▶ PROBLEMS:
A. From the passage on temporal grid artifacts below, retype the stretch from "Regarding the residual" through "by residual connections.".
B. Decide whether each statement agrees with the passage on temporal grid artifacts. Answer yes or no, and quote the passage's deciding words.
(i) In convolution layer 2, the VFR of the dilated 1D convolution is 3/5.
(ii) In the figure, the green circles represent features covered by a nonzero value.
(iii) The adaptive temporal fusion module was inspired by [29].
C. Answer these questions from the passage on temporal grid artifacts.
(i) What is the kernel size in convolution layer 1?
(ii) Who mentioned that the residual structure composed of dilated convolutions passes the high-frequency signals of the previous layer backward?
(iii) In convolution layer 3, what does the number of local temporal information loss increase to?
-- start of SELECTED TEXT --
To further clarify the concept of temporal grid artifacts, we first introduce the valid feature ratio (VFR) [30]. VFR is the ratio of the number of feature vectors involved in the computation to the total number of feature vectors in the convolution patch. When directly adopting dilated 1D convolutions to extract the temporal sequence context information, VFR usually decreases exponentially with the increase of the number of convolution layers, which will result in losing the local temporal information and the dependence among the long-range temporal sequence information. As shown in Fig. 2, in convolution layer 2, the kernel size, dilation rate and receptive field of the dilated 1D convolution are 3, 2 and 5, respectively. Hence, the VFR of this dilated 1D convolution is 3/5, which means that the actual receptive field is 3 and the number of local temporal information loss is 2. In convolution layer 3, the VFR of the dilated 1D convolution is 3/9, which means the actual receptive field is still 3 but the number of local temporal information loss increases to 6. The phenomenon of local temporal information loss is termed temporal grid artifacts, which is one of the main factors that cause the ambiguous frame problem in action segmentation. Inspired by [29], we propose a smoothed dilated 1D convolution (SC), which introduces a smoothing operation into dilated 1D convolution, to mitigate the temporal grid artifacts caused by dilated 1D convolution.

Fig. 2
figure 2

Illustration of temporal grid artifacts. Taking a single-stage TCN as an example, the cuboid represents a dilated 1D convolution. In convolution layer 1, the kernel size is 3, and the dilation rate is 1. In convolution layer 2, the kernel size is 3, and the dilation rate is 2. By analogy, in the convolution of layer i, the kernel size is 3, and the dilation rate is 2i-1. The red circles represent the features covered by a nonzero value in dilated convolution filters during the computation process, and the green circles represent the features covered by zero. The brown circles represent the remaining feature vectors that need to be computed for each layer. As the number of layers increases, the VFR decreases, and more local temporal information (the features covered by zero in dilated convolution filters) is lost, which leads to temporal grid artifacts

Regarding the residual connection structure, Yu et al. [31] mentioned that the residual structure composed of dilated convolutions passes the high-frequency signals of the previous layer backward, making the problem of grid artifacts more serious. To address this problem, we propose an adaptive temporal fusion module (ATFM) inspired by [32, 33]. ATFM can adaptively integrate the temporal information of different scales and reduce grid artifacts caused by residual connections.
-- end of SELECTED TEXT --
-- start of PROVIDED INFORMATION --
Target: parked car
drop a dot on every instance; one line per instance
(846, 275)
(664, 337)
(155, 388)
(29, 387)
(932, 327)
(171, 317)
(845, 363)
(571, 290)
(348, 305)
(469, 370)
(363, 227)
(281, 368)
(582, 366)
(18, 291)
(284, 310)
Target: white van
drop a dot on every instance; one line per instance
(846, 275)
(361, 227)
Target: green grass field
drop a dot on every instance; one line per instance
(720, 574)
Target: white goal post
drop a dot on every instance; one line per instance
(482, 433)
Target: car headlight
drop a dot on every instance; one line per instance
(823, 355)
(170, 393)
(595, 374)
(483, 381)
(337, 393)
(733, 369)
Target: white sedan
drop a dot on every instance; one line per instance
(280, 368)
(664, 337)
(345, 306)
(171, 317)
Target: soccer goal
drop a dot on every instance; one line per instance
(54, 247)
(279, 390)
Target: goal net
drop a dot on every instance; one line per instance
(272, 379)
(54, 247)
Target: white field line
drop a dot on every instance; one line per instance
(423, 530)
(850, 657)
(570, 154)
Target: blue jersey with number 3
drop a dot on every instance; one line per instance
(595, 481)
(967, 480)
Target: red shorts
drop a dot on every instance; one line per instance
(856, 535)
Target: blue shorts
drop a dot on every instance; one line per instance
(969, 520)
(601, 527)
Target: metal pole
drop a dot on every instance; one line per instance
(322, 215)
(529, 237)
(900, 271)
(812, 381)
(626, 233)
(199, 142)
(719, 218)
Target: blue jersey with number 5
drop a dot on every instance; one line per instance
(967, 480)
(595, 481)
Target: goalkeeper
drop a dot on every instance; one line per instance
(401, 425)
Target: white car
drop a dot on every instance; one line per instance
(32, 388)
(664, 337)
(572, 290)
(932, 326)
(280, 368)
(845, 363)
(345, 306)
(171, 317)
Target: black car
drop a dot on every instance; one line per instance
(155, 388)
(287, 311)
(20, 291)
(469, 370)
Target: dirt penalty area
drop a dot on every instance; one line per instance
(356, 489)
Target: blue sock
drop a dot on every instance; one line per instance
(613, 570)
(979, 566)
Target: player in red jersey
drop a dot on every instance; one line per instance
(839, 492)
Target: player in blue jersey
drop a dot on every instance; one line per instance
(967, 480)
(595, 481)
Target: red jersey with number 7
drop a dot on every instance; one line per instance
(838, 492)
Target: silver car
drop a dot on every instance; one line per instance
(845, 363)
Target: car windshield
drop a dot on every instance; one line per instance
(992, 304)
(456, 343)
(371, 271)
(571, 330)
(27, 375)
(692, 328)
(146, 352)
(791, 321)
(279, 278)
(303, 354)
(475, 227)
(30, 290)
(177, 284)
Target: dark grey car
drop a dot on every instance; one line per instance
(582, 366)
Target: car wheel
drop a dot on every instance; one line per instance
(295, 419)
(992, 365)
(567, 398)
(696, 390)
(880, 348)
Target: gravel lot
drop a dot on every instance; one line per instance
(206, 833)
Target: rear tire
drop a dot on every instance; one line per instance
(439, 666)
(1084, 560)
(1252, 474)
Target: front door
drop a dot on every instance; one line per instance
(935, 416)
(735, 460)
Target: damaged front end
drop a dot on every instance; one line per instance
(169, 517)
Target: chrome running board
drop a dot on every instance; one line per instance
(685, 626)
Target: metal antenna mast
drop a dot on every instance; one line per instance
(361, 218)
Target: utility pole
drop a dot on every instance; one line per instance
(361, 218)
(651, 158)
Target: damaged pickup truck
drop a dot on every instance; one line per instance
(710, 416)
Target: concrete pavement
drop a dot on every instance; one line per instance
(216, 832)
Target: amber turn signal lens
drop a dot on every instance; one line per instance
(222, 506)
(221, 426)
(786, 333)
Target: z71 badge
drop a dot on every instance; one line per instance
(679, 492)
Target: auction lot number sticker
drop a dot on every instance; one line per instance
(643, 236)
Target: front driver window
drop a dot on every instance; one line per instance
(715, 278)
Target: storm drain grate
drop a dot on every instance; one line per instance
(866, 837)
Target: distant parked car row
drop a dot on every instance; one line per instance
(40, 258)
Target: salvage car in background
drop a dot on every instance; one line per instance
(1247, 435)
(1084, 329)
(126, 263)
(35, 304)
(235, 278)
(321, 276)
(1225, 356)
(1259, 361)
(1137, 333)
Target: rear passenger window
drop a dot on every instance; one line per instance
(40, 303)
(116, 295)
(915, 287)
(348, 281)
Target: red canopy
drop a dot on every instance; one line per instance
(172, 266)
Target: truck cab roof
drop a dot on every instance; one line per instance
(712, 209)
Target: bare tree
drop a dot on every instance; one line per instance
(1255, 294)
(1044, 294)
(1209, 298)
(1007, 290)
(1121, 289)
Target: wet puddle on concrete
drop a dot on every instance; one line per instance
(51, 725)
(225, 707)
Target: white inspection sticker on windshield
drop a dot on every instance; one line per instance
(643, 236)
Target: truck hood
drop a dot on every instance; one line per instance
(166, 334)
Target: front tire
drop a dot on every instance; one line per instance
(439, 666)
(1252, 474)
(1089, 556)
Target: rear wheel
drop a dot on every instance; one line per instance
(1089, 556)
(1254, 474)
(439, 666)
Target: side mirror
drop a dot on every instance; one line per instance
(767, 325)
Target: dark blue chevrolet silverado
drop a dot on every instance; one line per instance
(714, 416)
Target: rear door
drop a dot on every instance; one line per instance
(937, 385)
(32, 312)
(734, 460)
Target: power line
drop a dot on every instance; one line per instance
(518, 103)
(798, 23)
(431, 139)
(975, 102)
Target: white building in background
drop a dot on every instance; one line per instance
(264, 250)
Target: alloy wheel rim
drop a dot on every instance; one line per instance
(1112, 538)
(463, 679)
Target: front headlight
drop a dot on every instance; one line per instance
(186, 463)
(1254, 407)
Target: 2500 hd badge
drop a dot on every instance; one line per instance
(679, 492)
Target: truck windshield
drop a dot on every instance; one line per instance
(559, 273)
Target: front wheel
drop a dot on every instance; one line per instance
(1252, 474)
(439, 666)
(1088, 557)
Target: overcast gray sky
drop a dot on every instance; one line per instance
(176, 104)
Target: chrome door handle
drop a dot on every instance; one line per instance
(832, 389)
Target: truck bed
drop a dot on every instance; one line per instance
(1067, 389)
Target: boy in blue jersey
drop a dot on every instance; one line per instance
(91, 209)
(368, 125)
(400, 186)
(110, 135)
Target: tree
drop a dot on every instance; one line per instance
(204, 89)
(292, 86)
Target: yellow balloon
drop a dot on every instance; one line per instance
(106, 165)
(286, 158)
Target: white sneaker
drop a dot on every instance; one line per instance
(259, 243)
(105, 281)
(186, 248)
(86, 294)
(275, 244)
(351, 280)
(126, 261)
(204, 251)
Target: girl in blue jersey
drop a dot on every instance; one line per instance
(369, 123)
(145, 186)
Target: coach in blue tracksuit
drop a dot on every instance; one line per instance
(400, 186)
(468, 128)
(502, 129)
-- end of PROVIDED INFORMATION --
▶ THE RESULTS:
A.
Regarding the residual connection structure, Yu et al. [31] mentioned that the residual structure composed of dilated convolutions passes the high-frequency signals of the previous layer backward, making the problem of grid artifacts more serious. To address this problem, we propose an adaptive temporal fusion module (ATFM) inspired by [32, 33]. ATFM can adaptively integrate the temporal information of different scales and reduce grid artifacts caused by residual connections.

B.
(i) Yes: "Hence, the VFR of this dilated 1D convolution is 3/5"
(ii) No: "the green circles represent the features covered by zero"
(iii) No: "we propose an adaptive temporal fusion module (ATFM) inspired by [32, 33]"

C.
(i) 3
(ii) Yu et al. [31]
(iii) 6